- **問題**
以下のすべての項目で「mapping pass」を「annotation pass」に置き換え、ほかは一切変えずに項目を更新してください。
___ 提供資料 ___
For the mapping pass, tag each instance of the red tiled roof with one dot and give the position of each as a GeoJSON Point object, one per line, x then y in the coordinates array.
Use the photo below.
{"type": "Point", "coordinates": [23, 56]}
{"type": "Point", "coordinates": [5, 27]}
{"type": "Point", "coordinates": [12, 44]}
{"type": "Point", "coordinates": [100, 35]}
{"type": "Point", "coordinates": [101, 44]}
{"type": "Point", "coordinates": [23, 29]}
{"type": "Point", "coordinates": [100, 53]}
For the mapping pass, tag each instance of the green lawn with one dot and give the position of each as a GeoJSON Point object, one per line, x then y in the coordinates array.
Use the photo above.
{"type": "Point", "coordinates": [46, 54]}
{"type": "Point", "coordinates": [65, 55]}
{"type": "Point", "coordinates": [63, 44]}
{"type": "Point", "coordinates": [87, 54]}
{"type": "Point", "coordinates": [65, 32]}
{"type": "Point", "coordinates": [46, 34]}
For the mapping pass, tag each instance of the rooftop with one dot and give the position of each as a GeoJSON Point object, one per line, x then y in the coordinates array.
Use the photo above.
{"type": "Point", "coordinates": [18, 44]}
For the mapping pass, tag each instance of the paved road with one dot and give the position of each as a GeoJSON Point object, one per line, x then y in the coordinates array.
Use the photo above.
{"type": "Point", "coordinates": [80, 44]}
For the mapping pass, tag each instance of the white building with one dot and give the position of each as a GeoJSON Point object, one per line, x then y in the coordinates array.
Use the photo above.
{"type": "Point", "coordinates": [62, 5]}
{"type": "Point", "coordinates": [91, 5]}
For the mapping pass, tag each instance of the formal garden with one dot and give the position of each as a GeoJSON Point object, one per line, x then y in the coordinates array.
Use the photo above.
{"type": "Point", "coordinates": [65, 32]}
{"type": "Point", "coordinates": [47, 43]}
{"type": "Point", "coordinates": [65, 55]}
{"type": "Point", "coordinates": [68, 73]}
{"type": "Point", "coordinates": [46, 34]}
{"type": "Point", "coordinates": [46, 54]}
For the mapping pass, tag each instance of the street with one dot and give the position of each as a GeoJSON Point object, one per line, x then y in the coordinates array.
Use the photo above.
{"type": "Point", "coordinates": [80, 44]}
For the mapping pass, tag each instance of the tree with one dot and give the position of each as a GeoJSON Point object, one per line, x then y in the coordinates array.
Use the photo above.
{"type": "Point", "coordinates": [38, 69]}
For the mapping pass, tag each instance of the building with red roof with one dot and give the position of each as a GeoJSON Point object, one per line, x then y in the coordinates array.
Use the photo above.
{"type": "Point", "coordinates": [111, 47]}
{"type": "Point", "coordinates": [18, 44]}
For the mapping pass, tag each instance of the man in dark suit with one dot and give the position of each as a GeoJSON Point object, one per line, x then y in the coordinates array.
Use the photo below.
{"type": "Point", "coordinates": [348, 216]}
___
- **解答**
For the annotation pass, tag each instance of the red tiled roof with one dot and give the position of each as a GeoJSON Point object, one per line, x then y in the coordinates array.
Use the photo below.
{"type": "Point", "coordinates": [23, 56]}
{"type": "Point", "coordinates": [5, 27]}
{"type": "Point", "coordinates": [12, 44]}
{"type": "Point", "coordinates": [100, 35]}
{"type": "Point", "coordinates": [101, 44]}
{"type": "Point", "coordinates": [23, 29]}
{"type": "Point", "coordinates": [100, 53]}
For the annotation pass, tag each instance of the green lawn with one dot and give the position of each as a GeoJSON Point object, one per line, x then y in the coordinates array.
Use the photo above.
{"type": "Point", "coordinates": [46, 54]}
{"type": "Point", "coordinates": [65, 55]}
{"type": "Point", "coordinates": [63, 44]}
{"type": "Point", "coordinates": [87, 54]}
{"type": "Point", "coordinates": [65, 32]}
{"type": "Point", "coordinates": [46, 34]}
For the annotation pass, tag each instance of the rooftop with one dot and give the position of each as a GeoJSON Point object, one per line, x then y in the coordinates array.
Use the photo above.
{"type": "Point", "coordinates": [18, 44]}
For the annotation pass, tag each instance of the paved road with one dot and give the position of each as a GeoJSON Point object, one per line, x then y in the coordinates array.
Use the photo above.
{"type": "Point", "coordinates": [80, 44]}
For the annotation pass, tag each instance of the white building with one dot and give the position of each as a GeoJSON Point object, one per line, x then y in the coordinates array.
Use the photo above.
{"type": "Point", "coordinates": [62, 5]}
{"type": "Point", "coordinates": [91, 5]}
For the annotation pass, tag each instance of the formal garden with one dot and give the position of each as a GeoJSON Point object, one per line, x then y in the coordinates array.
Use the photo above.
{"type": "Point", "coordinates": [65, 32]}
{"type": "Point", "coordinates": [47, 43]}
{"type": "Point", "coordinates": [65, 55]}
{"type": "Point", "coordinates": [68, 73]}
{"type": "Point", "coordinates": [46, 34]}
{"type": "Point", "coordinates": [46, 54]}
For the annotation pass, tag each instance of the street with one dot and give the position of each as a GeoJSON Point object, one per line, x then y in the coordinates array.
Use the photo above.
{"type": "Point", "coordinates": [80, 44]}
For the annotation pass, tag each instance of the tree with one dot and give the position of each as a GeoJSON Point object, one per line, x then y in the coordinates array.
Use the photo above.
{"type": "Point", "coordinates": [38, 69]}
For the annotation pass, tag each instance of the building with red roof with one dot and give the position of each as a GeoJSON Point object, one per line, x then y in the coordinates array.
Use the photo above.
{"type": "Point", "coordinates": [111, 47]}
{"type": "Point", "coordinates": [18, 44]}
For the annotation pass, tag each instance of the man in dark suit with one dot and give the position of each as a GeoJSON Point object, one per line, x then y in the coordinates array.
Use the photo below.
{"type": "Point", "coordinates": [348, 216]}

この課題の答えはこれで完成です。